Given instruction: Please filter the data below and copy every line that holds the word "Target".

Dataset rows:
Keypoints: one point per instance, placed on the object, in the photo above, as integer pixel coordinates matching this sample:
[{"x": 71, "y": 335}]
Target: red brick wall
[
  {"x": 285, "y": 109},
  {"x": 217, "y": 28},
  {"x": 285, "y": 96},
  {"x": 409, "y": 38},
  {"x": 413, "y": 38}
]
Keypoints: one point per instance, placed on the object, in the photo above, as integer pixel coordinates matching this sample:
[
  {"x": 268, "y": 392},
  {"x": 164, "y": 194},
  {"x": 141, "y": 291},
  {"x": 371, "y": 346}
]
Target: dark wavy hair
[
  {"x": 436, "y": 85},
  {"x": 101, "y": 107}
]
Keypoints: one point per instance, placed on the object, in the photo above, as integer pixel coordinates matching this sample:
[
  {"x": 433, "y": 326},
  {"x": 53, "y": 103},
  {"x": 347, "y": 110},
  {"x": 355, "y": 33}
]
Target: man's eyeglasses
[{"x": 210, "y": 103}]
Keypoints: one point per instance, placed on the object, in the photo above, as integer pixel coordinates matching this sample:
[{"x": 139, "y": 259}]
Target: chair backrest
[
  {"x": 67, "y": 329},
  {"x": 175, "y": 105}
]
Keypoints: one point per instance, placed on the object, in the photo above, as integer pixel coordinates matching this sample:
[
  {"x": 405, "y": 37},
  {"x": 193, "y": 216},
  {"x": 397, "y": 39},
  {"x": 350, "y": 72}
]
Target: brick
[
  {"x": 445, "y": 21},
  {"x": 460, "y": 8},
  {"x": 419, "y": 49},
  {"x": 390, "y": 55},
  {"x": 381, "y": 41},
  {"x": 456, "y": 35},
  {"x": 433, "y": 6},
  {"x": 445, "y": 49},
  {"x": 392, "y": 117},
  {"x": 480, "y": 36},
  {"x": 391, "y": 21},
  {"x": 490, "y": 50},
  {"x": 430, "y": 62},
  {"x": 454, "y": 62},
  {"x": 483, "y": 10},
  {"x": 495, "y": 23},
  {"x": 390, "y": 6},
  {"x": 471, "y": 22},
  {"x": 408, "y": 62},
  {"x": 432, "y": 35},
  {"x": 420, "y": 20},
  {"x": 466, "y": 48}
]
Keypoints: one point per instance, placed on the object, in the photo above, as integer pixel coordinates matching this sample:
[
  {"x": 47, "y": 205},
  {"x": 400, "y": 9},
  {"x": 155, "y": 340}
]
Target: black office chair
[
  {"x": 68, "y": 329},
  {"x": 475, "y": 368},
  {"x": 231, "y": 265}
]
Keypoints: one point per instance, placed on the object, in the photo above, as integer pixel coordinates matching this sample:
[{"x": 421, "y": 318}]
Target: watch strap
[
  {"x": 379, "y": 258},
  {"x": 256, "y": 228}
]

Response below:
Target: red brick wall
Target: dark wavy hair
Target: man's eyeglasses
Target: chair backrest
Target: brick
Target: black office chair
Target: watch strap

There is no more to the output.